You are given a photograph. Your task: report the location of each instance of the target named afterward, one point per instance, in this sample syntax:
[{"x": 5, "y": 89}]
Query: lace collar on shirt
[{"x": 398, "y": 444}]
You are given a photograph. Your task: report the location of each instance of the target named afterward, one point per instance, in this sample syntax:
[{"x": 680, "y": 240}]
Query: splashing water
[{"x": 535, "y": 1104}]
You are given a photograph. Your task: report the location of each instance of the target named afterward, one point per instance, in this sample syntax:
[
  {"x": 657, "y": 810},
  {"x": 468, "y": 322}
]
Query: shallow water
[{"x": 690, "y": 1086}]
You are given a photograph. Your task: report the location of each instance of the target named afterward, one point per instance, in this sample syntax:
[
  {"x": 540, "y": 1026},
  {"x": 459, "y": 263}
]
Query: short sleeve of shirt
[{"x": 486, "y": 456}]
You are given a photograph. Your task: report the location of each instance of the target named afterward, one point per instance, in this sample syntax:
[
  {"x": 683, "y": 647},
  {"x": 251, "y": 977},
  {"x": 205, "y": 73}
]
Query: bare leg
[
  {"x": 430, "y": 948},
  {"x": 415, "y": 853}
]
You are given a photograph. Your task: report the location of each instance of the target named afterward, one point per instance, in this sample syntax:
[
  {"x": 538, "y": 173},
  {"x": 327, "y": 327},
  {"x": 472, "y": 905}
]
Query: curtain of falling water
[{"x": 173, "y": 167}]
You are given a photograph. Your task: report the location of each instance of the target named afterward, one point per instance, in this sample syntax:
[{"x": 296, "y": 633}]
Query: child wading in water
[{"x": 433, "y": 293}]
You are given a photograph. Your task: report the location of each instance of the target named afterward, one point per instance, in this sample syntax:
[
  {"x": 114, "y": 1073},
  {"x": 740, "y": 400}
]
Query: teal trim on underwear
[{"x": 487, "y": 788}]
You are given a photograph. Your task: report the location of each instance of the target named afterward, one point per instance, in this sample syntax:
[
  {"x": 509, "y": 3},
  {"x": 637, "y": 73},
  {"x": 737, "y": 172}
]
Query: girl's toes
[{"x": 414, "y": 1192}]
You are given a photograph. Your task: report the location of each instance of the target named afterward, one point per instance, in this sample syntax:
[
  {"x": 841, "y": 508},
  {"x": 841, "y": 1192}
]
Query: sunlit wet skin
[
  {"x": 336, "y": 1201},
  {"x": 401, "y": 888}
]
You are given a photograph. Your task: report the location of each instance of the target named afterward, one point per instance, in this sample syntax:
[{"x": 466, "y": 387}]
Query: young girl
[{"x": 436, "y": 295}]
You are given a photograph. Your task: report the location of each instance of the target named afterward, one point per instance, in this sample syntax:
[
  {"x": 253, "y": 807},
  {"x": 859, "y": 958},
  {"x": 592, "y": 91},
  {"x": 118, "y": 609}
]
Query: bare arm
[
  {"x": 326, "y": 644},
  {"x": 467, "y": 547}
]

> What is expected
Reproduce all of the records precisely. No word may differ.

> Expected output
You are given a photograph. Your task: report the location of each instance of the target named afterward, one point per instance, in this sample syntax:
[{"x": 5, "y": 89}]
Query: lace collar on shirt
[{"x": 398, "y": 444}]
You are given a photograph. Your task: report the location of each instance of the target named afterward, one point per instance, in this sample syntax:
[{"x": 680, "y": 240}]
Query: splashing water
[{"x": 535, "y": 1104}]
You are given a photograph. Your task: report the location of each instance of the target named afterward, one point per instance, in this sample syntax:
[
  {"x": 657, "y": 810},
  {"x": 468, "y": 322}
]
Query: shallow water
[{"x": 690, "y": 1086}]
You are given a photograph. Your task: report the location of each instance of the target named afterward, one point per instance, in this sample syntax:
[
  {"x": 540, "y": 1026},
  {"x": 459, "y": 263}
]
Query: short sleeve of shirt
[{"x": 486, "y": 456}]
You are given a photograph. Your task: report the location of each instance of the target named afterward, one point per instance, in this sample syntax:
[
  {"x": 683, "y": 647},
  {"x": 251, "y": 977},
  {"x": 205, "y": 73}
]
Query: bare leg
[
  {"x": 430, "y": 948},
  {"x": 415, "y": 853}
]
You are given a photograph. Your task: report the location of each instance of the target named afterward, one point per instance, in this sample syntax:
[
  {"x": 538, "y": 173},
  {"x": 327, "y": 327},
  {"x": 472, "y": 905}
]
Query: curtain of falling water
[{"x": 173, "y": 167}]
You are given a photograph. Your task: report the location of each instance of the target named afterward, one point per instance, in this sample syntax:
[{"x": 296, "y": 633}]
Query: child wading in water
[{"x": 433, "y": 293}]
You are given a photograph. Your task: report the location of each instance of the target named afterward, one point per instance, in this sample syntax:
[
  {"x": 114, "y": 1073},
  {"x": 740, "y": 400}
]
Query: teal trim on underwear
[{"x": 487, "y": 788}]
You are given a photograph. Your task: report the location of each instance of the target named afterward, one point per instance, in this sample syntax:
[
  {"x": 509, "y": 3},
  {"x": 637, "y": 73},
  {"x": 737, "y": 172}
]
Query: girl's toes
[{"x": 414, "y": 1192}]
You are given a photograph. Your task: report the location of each instance of the target named afterward, one point per instance, in this sample syntax:
[
  {"x": 841, "y": 508},
  {"x": 841, "y": 1192}
]
Query: sunlit wet skin
[
  {"x": 336, "y": 1201},
  {"x": 401, "y": 888}
]
You are given a photograph. Your task: report the location of each instance of the target named afterward, one point per instance, in this sample syntax:
[{"x": 466, "y": 387}]
Query: young girl
[{"x": 436, "y": 295}]
You are given a photograph. Your task: report the location of each instance of the target named afterward, one point per instance, in this sample syntax:
[
  {"x": 253, "y": 807},
  {"x": 859, "y": 958},
  {"x": 592, "y": 91},
  {"x": 118, "y": 609}
]
Query: bare arm
[
  {"x": 326, "y": 644},
  {"x": 467, "y": 547}
]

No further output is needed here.